↓

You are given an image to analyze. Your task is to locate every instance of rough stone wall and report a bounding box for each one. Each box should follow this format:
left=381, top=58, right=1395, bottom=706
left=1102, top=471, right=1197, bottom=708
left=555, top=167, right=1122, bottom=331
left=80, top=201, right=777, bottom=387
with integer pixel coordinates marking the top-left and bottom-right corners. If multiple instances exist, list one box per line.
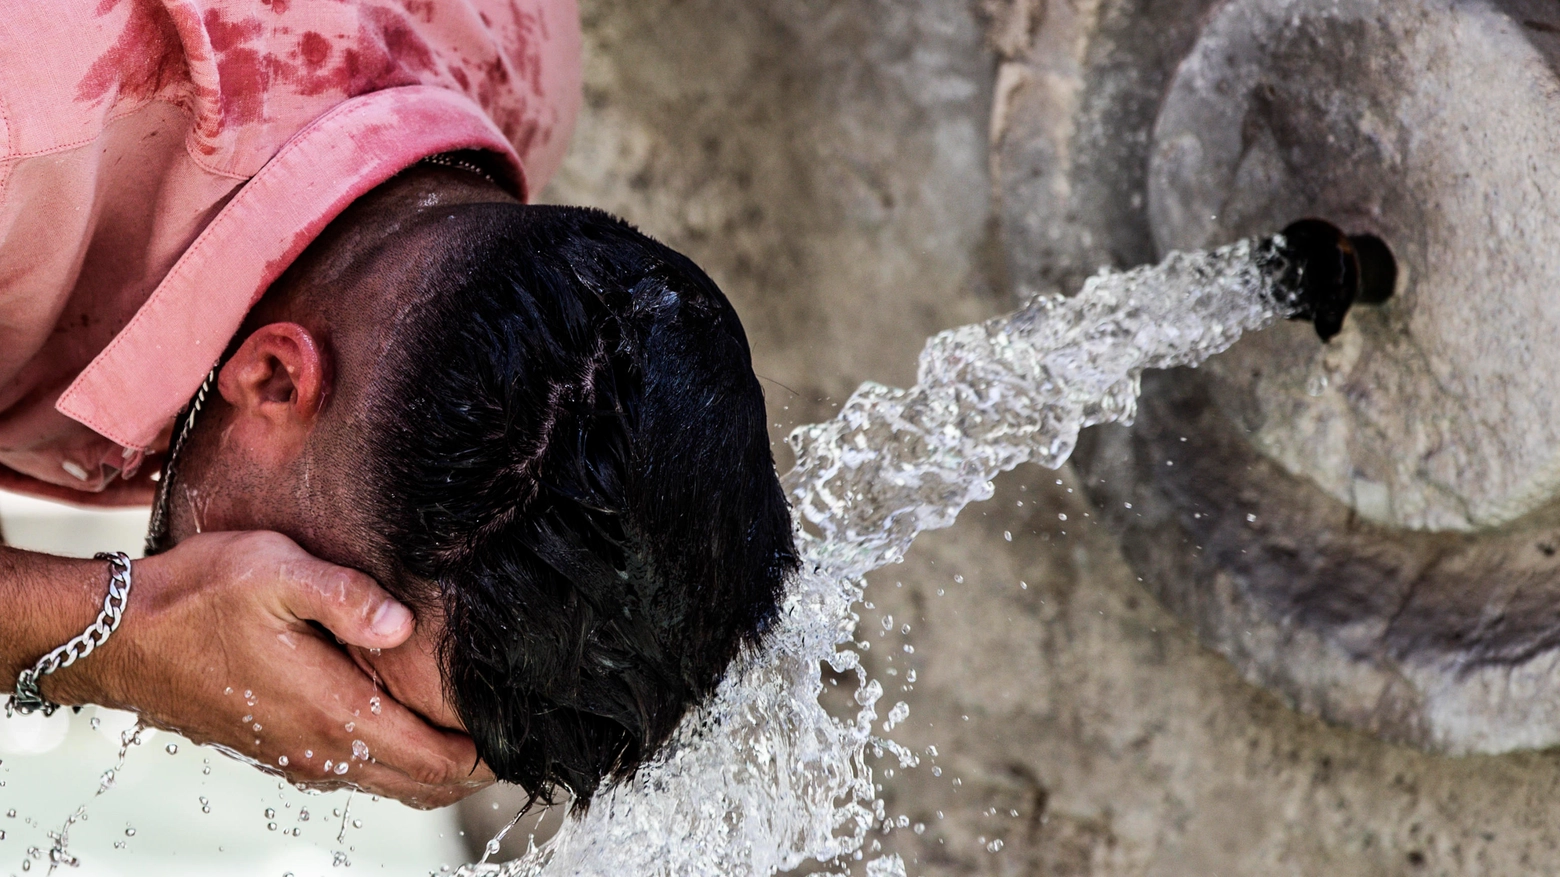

↑

§ **Your goal**
Each line from the one containing "left=80, top=201, right=777, bottom=387" to the final line of the data must be printed exactly, both included, with nothing else and no pictures.

§ **Result of this exercise**
left=80, top=201, right=777, bottom=387
with integer pixel coordinates marking the top-left and bottom-right corners. If multiple instances exist, list one box per line.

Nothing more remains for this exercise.